On November 4, 2001 UNESCO issued the following statement by e-mail: 'The UNESCO Convention on the Protection of the Underwater Cultural Heritage was adopted today by the Plenary session of the 31st General Conference by 87 affirmative votes, thus becoming UNESCO'S fourth heritage Convention. Four States voted against and 15 abstained from voting. A number of States gave explanations of their vote, and an Observer, the United States, gave a statement of its views'.

Thus concluded four years of complex negotiations that purported to develop a regime that would protect the world's underwater cultural resources. Whether the Convention for the Protection of Underwater Heritage (CPUCH) will achieve that goal is yet to be seen, but the adoption of the Convention by many countries will have an effect on the way we deal with underwater archaeology throughout the world. The idea for this Convention materialised in the International Law Association in 1994. The first draft was prepared by a group of international lawyers that had a real interest in preventing the rape and pillage of the world's underwater cultural heritage. The draft Convention was taken on by UNESCO in 1997, and there have been five expert meetings in Paris which have included the participation of hundreds of archaeologists, lawyers, military representatives, cultural resource managers, and politicians.

Tasks and exercises
(a) Answer these from the underwater heritage convention text:
(i) How many States voted against the Convention?
(ii) In what year did the idea for the Convention take shape in the International Law Association?
(iii) How many expert meetings were held in Paris?
(b) Resume the underwater heritage convention text, starting after its last sentence.

Dataset section
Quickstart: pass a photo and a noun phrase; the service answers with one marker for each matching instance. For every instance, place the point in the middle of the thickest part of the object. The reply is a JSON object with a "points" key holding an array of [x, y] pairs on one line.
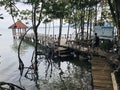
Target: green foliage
{"points": [[106, 44]]}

Outputs in order
(a)
(i) Four
(ii) 1994
(iii) Five

(b)
At the last meeting in Paris in July 2001 there was a real sense of urgency. The two major issues that have haunted the convention from the beginning continued to dominate the negotiations. The first and most complex of these issues was the jurisdictional issue. Simply put, who would have control of underwater cultural heritage (henceforth UCH) in the various maritime zones defined in the Law of the Sea Convention? The second, smaller in scope, but no less contentious, was the special treatment of warships.

At first, it seemed that progress was being made on these two issues, but the intransigence of some of the parties made compromise all but impossible. To his credit, the Chairman, Carsten Lund, tried everything to bring these two groups together - debates in working groups, drafting groups, back to the plenary session, back to working groups, and back to drafting groups again. After all this effort, there was really little movement on either side. In the end, some of the most hotly contested language had to literally be forced through, which typically resulted in some very unhappy delegates.

One of the most interesting phenomenon I observed was the tendency to resort to 'constructive ambiguity' when we encountered issues which proved too contentious for compromise. I was amazed that delegates actually found that they could 'fix' some problems by simply inserting language that was sufficiently confusing to allow either side to interpret it the way they saw fit. While this bizarre strategy often moved us past controversial issues, the net result was language in some articles which will prove difficult, if not impossible, to administer in the real world.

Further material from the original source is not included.